-- Tasks to perform --
(a) Please write out the part of the IDMAX subwoofer thread between "I have had the" and "deserves your attention.", inclusive.
(b) Name each distinct username that appears as a poster in the IDMAX subwoofer thread.

[START Text segment]

# Image Dynamics IDMAX 12V.3 D4



## mfenske (Feb 7, 2006)

I have had the above mentioned subwoofer in my Xterra for about two weeks now and I must say that I believe it to be the finest subwoofer I've heard to date. It plays low. It plays plenty loud. It's blends in to my front stage so effortlessly. I really haven't done any tuning to speak of and I'm very happy with how it's performed. I am currently using it in one of the 1.25 cf PE/Goldwood prefab boxes. I am powering it with an MTX Thunder 1500dx (thanks Jason/King Nothing). I don't know what the future holds but I can honestly say that I see myself using one or more of these fine woofers in whatever I install from here on out. If you're in the market for a sub that really seems to be able to do it all the IDMAX really deserves your attention.


----------



## JayBee (Oct 6, 2006)

I ran one for most of the year in the same box and was really suprised at the extension it was capable of in a box that small.


----------



## mfenske (Feb 7, 2006)

Man, the more I listen to this thing the more I like it. IDMAX FTMFW!!!


----------



## Fervach224 (Mar 22, 2008)

Best sub ever. Case closed. Now if they could just lower the price.


----------



## KAPendley (Nov 19, 2007)

Fervach224 said:


> Best sub ever. Case closed. Now if they could just lower the price.


Lower the price? Cmon bro...........the sub is a STEAL at that price. Hell at RETAIL its a smokin deal.


----------



## dftnz7 (Mar 2, 2008)

I wonder what it actually costs to make these...50 bucks even? I know you are paying for R&D, but I bet companies probably don't have 20% of what the driver retails for to make them.


----------

[END Text segment]
[START Recorded information]

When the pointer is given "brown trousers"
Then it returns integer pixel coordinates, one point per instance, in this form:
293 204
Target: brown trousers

[END Recorded information]

-- Exercise solutions --
(a)
I have had the above mentioned subwoofer in my Xterra for about two weeks now and I must say that I believe it to be the finest subwoofer I've heard to date. It plays low. It plays plenty loud. It's blends in to my front stage so effortlessly. I really haven't done any tuning to speak of and I'm very happy with how it's performed. I am currently using it in one of the 1.25 cf PE/Goldwood prefab boxes. I am powering it with an MTX Thunder 1500dx (thanks Jason/King Nothing). I don't know what the future holds but I can honestly say that I see myself using one or more of these fine woofers in whatever I install from here on out. If you're in the market for a sub that really seems to be able to do it all the IDMAX really deserves your attention.

(b)
mfenske
JayBee
Fervach224
KAPendley
dftnz7